YOUR TASK:
Write the next part of the forum thread about managing Common Lisp dependencies without Quicklisp, starting right after its final line.

EXTRACT PROVIDED:
Show HN: A Web-to-RSS Parser in Common Lisp

armitron · on Nov 12, 2016

This is far from ideal (and a bad idea in general):

  (load "~/quicklisp/setup.lisp")
   
  (ql:quickload '(:datafly        ;; for database access
  
                  ;; WEB SERVER:
                  :hunchentoot    ;; for providing a web server
                  :cl-who         ;; for building the HTML output
                  :parenscript    ;; for the avoiding of the horrible JS syntax
                  :smackjack      ;; for AJAX requests
                  :lass           ;; for building the (S)CSS styles

You should not use Quicklisp to silently install dependencies as part of your normal operation sequence, because:

+ It imposes its own view on how libraries are retrieved, stored, managed and updated.

+ It is vulnerable to man-in-the-middle attacks.

+ Used in this fashion, it effectively becomes part of your program. The more people that do this, the more ingrained it becomes.

+ Plenty of us do not use Quicklisp at all, preferring other management schemes.

A better scheme for your project would be to have an install-deps-via-quicklisp.lisp script file, that pulls down and installs the dependencies via Quicklisp, for those that want to go that route and also a README that lists all the dependencies (associated github repos or homepages) . That way you decouple normal execution from dependency installation and those of us that do not use Quicklisp are satisfied.

TeMPOraL · on Nov 12, 2016

Wouldn't the "righter" way be to create an ASDF system definition file? This doesn't tie you to Quicklisp, but Quicklisp can handle ASDF system definitions just fine.

armitron · on Nov 12, 2016

Sure, I forgot to mention that.

ruricolist · on Nov 13, 2016

Out of curiosity, what do you use instead of Quicklisp?

armitron · on Nov 13, 2016

I've rolled my own. The way it works is:

+ It parses source.txt files from quicklisp-projects and builds its own database. Then it can go out and fetch those projects directly [no curation] from their homepages over https/git/hg and so on.

  So, quicklisp-projects (https://github.com/quicklisp/quicklisp-projects)
  I find to be pretty useful as a centralized index of CL
  software, and my thing piggybacks on top of.

+ Alternatively, you give it a Github/Bitbucket/Gitlab/... URL and it will fetch and register the project for you.

RECORDED DATA:
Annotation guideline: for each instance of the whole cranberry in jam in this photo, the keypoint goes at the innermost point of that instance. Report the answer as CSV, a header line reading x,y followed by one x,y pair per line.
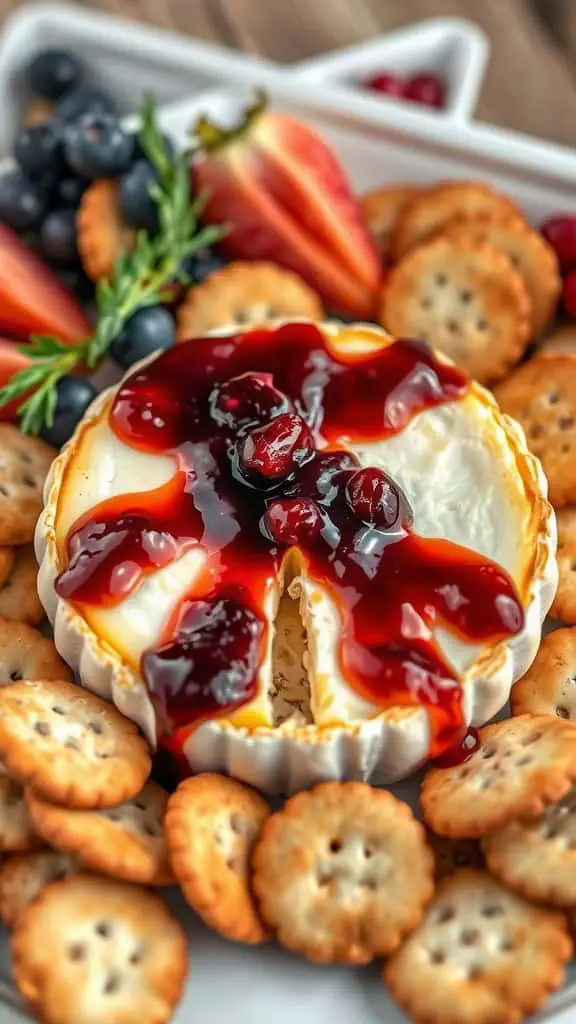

EXERCISE RESPONSE:
Finally, for every project that it has installed/registered, either via following the source URLs from quicklisp-projects or directly, it can automatically check if upstream has been updated and fetch those updates with optional merge/rebase.

This matches the way I work, which is mainly on top of repos, and it also gives me direct access (no curation) to the projects without having to worry about Xach's curated repo being compromised or quicklisp client not doing HTTPS/certificate verification / checksum checks.

ruricolist · on Nov 13, 2016

That's fascinating. You've essentially kept the social infrastructure of Quicklisp (quicklisp-projects, repos exposed to Quicklisp) but replaced the technical infrastructure.

rhabarba · on Nov 12, 2016

Thank you. But what would be the preferred way to load the installed libraries then? (Sorry, I rarely read style books.)

PuercoPop · on Nov 12, 2016

One can use quicklisp bundles so that the user doesn't have to install quicklisp and download dependencies themselves

https://www.quicklisp.org/beta/bundles.html

armitron · on Nov 12, 2016

Again, these are not ideal for software distribution in the general case (but can be useful for certain cases, so fine as an extra option).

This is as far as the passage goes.